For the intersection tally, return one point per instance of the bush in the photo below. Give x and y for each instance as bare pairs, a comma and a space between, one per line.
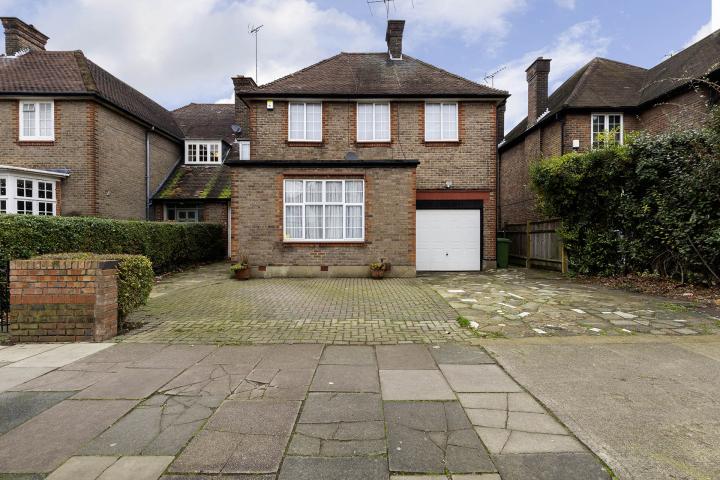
135, 277
167, 245
649, 206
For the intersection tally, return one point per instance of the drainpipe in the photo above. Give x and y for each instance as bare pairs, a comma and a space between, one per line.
147, 172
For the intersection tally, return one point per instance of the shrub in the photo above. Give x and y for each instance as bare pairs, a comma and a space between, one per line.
167, 245
652, 205
135, 277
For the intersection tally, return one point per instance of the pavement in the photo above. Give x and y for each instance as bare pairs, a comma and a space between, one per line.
648, 406
281, 412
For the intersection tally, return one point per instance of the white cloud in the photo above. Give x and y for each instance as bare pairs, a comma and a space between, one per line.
702, 32
569, 4
177, 51
571, 49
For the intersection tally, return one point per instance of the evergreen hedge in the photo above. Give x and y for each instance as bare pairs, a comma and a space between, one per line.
652, 205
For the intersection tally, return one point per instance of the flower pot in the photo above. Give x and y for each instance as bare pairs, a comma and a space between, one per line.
377, 274
243, 274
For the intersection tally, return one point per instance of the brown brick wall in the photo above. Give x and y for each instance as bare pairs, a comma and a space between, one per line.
63, 300
469, 164
389, 218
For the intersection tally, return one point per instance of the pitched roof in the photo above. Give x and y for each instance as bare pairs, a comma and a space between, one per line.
373, 74
604, 83
197, 183
72, 73
206, 121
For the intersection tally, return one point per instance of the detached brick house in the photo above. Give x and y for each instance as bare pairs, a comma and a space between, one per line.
602, 97
75, 140
364, 156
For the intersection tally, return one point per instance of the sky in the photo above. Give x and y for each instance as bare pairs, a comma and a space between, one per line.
182, 51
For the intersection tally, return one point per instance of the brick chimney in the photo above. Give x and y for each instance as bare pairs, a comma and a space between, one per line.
19, 36
393, 37
537, 76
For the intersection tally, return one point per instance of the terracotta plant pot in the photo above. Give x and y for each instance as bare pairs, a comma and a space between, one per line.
243, 274
377, 274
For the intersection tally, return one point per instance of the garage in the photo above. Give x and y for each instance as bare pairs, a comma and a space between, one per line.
449, 239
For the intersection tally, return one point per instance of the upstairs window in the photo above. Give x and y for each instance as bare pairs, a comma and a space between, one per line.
441, 122
203, 152
37, 120
305, 122
373, 122
607, 129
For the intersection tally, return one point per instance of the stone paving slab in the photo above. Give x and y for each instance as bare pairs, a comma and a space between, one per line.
55, 434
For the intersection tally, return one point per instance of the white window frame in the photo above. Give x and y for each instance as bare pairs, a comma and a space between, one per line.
11, 197
244, 149
304, 137
444, 138
207, 144
324, 203
607, 116
374, 131
37, 137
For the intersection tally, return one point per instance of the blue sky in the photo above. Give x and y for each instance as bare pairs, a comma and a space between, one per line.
178, 51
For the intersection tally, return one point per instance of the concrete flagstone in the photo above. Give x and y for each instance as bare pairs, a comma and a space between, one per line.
11, 377
414, 385
64, 354
18, 407
55, 434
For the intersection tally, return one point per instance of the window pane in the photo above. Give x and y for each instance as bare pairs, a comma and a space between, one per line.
382, 121
333, 192
354, 191
365, 122
333, 222
353, 222
313, 222
293, 191
46, 120
432, 121
314, 121
297, 121
28, 119
313, 192
449, 119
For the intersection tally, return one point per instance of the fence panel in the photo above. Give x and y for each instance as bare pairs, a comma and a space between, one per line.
536, 244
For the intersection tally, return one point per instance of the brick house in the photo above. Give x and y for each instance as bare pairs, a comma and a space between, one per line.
75, 140
601, 97
364, 156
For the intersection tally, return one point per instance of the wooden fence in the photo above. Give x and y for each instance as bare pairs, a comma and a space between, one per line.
536, 244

# EXERCISE AIM
Output every entry exactly, leaving out pictures.

# SOLUTION BELOW
For the intersection tally, return one point per instance of the bush in the photo below. Give x and y for each instance as bare pairs, a comma and a space between, one per line.
135, 277
167, 245
649, 206
For the intersection tally, return one point per instance of the drainpipe in the photo above. Give x and y for each instance as bare pairs, a comma and a space between, one per line.
147, 172
For the intersection tally, return one point per instance of the shrub in the photo above. Give x and y for each instance as bare pairs, a comma and a space between, one per line.
167, 245
652, 205
135, 277
For the intersection tally, return one point per instance of the pavement in the photo above. Give x and y for each instance as bare pairs, a comma and a space between, one per line.
648, 406
281, 412
For the intersection tally, return one point per instance of the white cloud in the photo above. Give x and y for each instance as bare pairs, a comma and a space between, one per line.
702, 32
569, 4
177, 51
571, 49
For the intersection tally, return one point per instance of the evergreen hedge in the photo above. Give x and y for each instance as bare pairs, a comma and a space between, one per line.
652, 205
For the intersection tally, return one point per instance of the flower pot in the photo above. Give x and y for each instance as bare pairs, a comma and a space between, one per line.
377, 274
243, 274
For the intersection tally, return one point per instance of the brown brick wall in the photo above. Give x and y for each instance as bare pairs, a comma and a space between, one per line.
63, 300
469, 164
389, 218
For the intersection tally, return one point per instance of the pitched roof in the photo above. Give x and y for each instance as bare pairs, a comma and a space between, one per line.
373, 74
604, 83
197, 183
72, 73
206, 121
For the intersection tally, return one point per instance of the detached brick house in the photo above. Give x and y for each instance as bare pairs, a comma and a space between, one per line.
602, 97
75, 140
364, 156
For the intersection tally, return one point per instance of the sky in the photo above. Give x and y for each instance as bare pairs, a comma and a space between, one per line.
182, 51
For the intersection tally, return one point per instance of the brick chimney in the photo above. Give x and y for each instance as bare pairs, a comma and a space between, one per line.
19, 36
393, 37
537, 76
For the intersection tally, return one point per instance of the terracotta plant pot in the photo above. Give x and y for each instance as bare pairs, a comma and a space between, one per line.
243, 274
377, 274
For the intersection tally, return one point per instance of the garage in the photo above. Give x and y for each instance as bare pairs, a comma and a space between, one per line.
449, 239
For the intersection tally, return one point per instance of the upstairs window in the photo above. Give x and y for each instance as bare pairs, a comma and a space between, one per line.
441, 122
203, 152
37, 120
305, 122
373, 122
607, 129
For the intersection tally, return one point per instance of the stone paving slab in the photo above. Give x and y for each instance as bare pairs, a comma and a space between, one per line.
55, 434
For the intersection tally, return one point per instance of the white window frame in the photo above. Give x and y for each instance as bare pairs, a comma and a space between, one per line.
11, 197
244, 149
304, 137
444, 138
207, 144
324, 203
607, 116
374, 131
37, 137
For the intersection tally, return one point per instance of the blue sky in the photo above. Give x and y for each instance as bare pairs, a comma and a space between, one per line.
178, 51
For the intersection tally, return one point per instance of the concrete flagstone in the photo above. Give x and y for each instance as bare pairs, a comma and a space between, one per line.
11, 377
414, 385
64, 354
18, 407
55, 434
For the intersection tally, return one point per instance of the window pane in the photo above. Give x and y for each instance as bare pairs, a comma and a space between, one per line.
382, 121
333, 192
354, 191
365, 122
333, 222
353, 222
313, 222
293, 191
46, 120
432, 121
314, 121
297, 121
28, 119
313, 192
449, 119
For the intersection tally, return one point per instance of the fence panel in the photo above. Give x and y for each instance as bare pairs, a comma and a space between, one per line.
536, 244
For the intersection tally, return one point per instance of the brick house in the photo above. Give x and y for each instance as bare pairs, a comma and a space between, one per line.
75, 140
601, 97
364, 156
For the intersection tally, return one point per instance of the wooden fence in the photo above. Give x and y for each instance as bare pairs, a comma and a space between, one per line.
536, 244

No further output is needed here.